TASK GOAL ::
In the kernel mailing-list message below, what game is the current use of cond_resched() compared to?

DOCUMENT SEGMENT ::
Re: [RFC PATCH 47/86] rcu: select PREEMPT_RCU if PREEMPT

From: Paul E. McKenney
Date: Mon Dec 04 2023 - 20:03:59 EST


On Tue, Nov 28, 2023 at 10:30:53AM -0800, Ankur Arora wrote:
>
> Thomas Gleixner <tglx@xxxxxxxxxxxxx> writes:
>
> > Paul!
> >
> > On Tue, Nov 21 2023 at 07:19, Paul E. McKenney wrote:
> >> On Tue, Nov 21, 2023 at 10:00:59AM -0500, Steven Rostedt wrote:
> >>> Right now, the use of cond_resched() is basically a whack-a-mole game where
> >>> we need to whack all the mole loops with the cond_resched() hammer. As
> >>> Thomas said, this is backwards. It makes more sense to just not preempt in
> >>> areas that can cause pain (like holding a mutex or in an RCU critical
> >>> section), but still have the general kernel be fully preemptable.
> >>
> >> Which is quite true, but that whack-a-mole game can be ended without
> >> getting rid of build-time selection of the preemption model. Also,
> >> that whack-a-mole game can be ended without eliminating all calls to
> >> cond_resched().
> >
> > Which calls to cond_resched() should not be eliminated?
> >
> > They all suck and keeping some of them is just counterproductive as
> > again people will sprinkle them all over the place for the very wrong
> > reasons.

DATASET CONTENT ::
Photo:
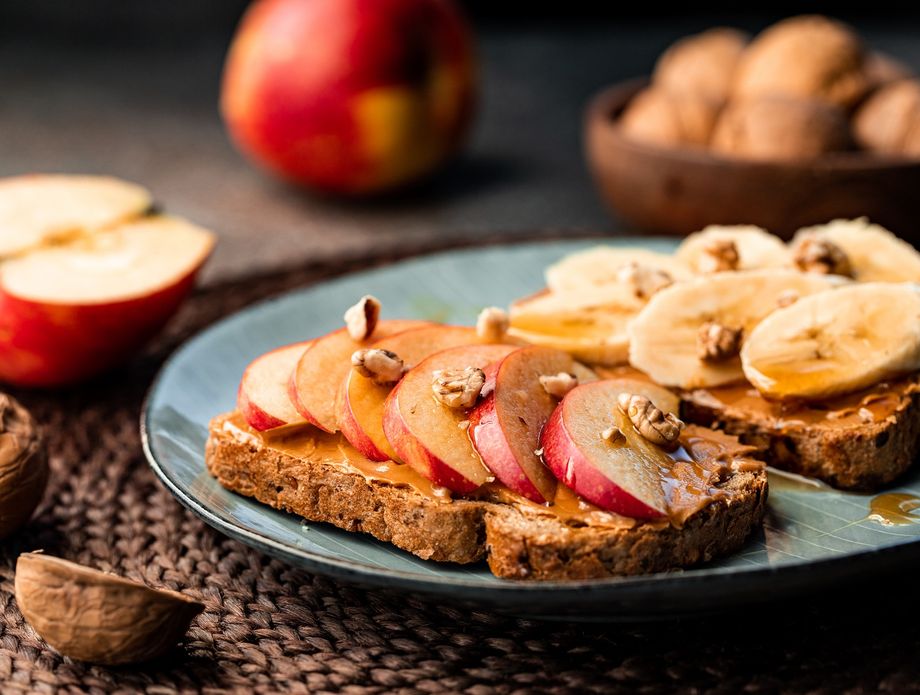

OUTPUT ::
A whack-a-mole game.